- [Task brief]: In full and without alteration, write out the records.

- [Saved entries]:
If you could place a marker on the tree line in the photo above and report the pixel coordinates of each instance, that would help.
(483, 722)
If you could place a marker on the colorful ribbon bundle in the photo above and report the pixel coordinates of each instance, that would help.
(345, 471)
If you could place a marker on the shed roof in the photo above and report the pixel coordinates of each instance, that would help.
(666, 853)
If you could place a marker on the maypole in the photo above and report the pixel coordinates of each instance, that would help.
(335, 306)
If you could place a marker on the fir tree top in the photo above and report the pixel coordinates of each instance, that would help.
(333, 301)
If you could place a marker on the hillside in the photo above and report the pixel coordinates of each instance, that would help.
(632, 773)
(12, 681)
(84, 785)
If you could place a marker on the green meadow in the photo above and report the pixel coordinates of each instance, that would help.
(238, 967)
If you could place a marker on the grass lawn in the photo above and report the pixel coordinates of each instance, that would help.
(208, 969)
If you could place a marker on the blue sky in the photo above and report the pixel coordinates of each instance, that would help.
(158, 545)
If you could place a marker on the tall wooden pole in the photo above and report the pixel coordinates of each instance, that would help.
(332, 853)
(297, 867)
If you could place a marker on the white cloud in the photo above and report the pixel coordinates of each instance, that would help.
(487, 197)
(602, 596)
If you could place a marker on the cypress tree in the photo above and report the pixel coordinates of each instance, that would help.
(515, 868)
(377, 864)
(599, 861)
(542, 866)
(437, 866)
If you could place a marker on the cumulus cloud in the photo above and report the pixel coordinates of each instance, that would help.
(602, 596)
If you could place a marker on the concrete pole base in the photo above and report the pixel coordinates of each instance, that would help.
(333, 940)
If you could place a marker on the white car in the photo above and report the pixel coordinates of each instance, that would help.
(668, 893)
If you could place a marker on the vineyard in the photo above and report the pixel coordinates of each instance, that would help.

- [Result]:
If you could place a marker on the tree line in the photo above and report the pixel coordinates of each instance, that would help.
(483, 722)
If you could place a marker on the colorful ribbon bundle in the photo above and report the pixel coordinates of each instance, that would help.
(345, 471)
If you could place a marker on the shed roof in the photo above and report the pixel coordinates of each instance, that would help.
(666, 853)
If you could place a marker on the maypole in the photo above and report the pixel coordinates of each instance, that would help.
(335, 306)
If you could place a marker on the fir tree top in the photo above and report the pixel coordinates of each instance, that would help.
(333, 301)
If you could place a marker on the hillside in the photo above and report the pixel coordinates of each instance, that would help.
(632, 773)
(12, 681)
(84, 785)
If you could place a marker on the green meadow in the photo above and report the pixel coordinates of each instance, that would help.
(238, 967)
If you could place a marker on the grass lawn in the photo above and report the pixel coordinates of each instance, that would help.
(208, 969)
If you could place a marker on the blue sky in the photo above and report the pixel coordinates of each instance, that would help.
(158, 545)
If you could place a marker on the tall wooden pole in the photo above and report the pixel coordinates of each instance, that would help.
(332, 853)
(297, 867)
If you could place a marker on the white cloud in the photo above and report the pixel coordinates of each instance, that would help.
(487, 197)
(602, 596)
If you could place a marker on the cypress tree in the photo above and report the pixel coordinates of each instance, that would help.
(515, 868)
(377, 864)
(599, 861)
(542, 866)
(437, 866)
If you could place a marker on the cumulus cloud in the photo above and report the pixel coordinates of each instance, that would help.
(602, 596)
If you could place a marker on the concrete pole base in the photo above and report the pixel coordinates of each instance, that would help.
(333, 940)
If you could place a marker on the white car in the photo above and report the pixel coordinates of each instance, that would help.
(668, 893)
If you could place a marker on the vineyard in the photo above and report the pixel coordinates of each instance, that would help.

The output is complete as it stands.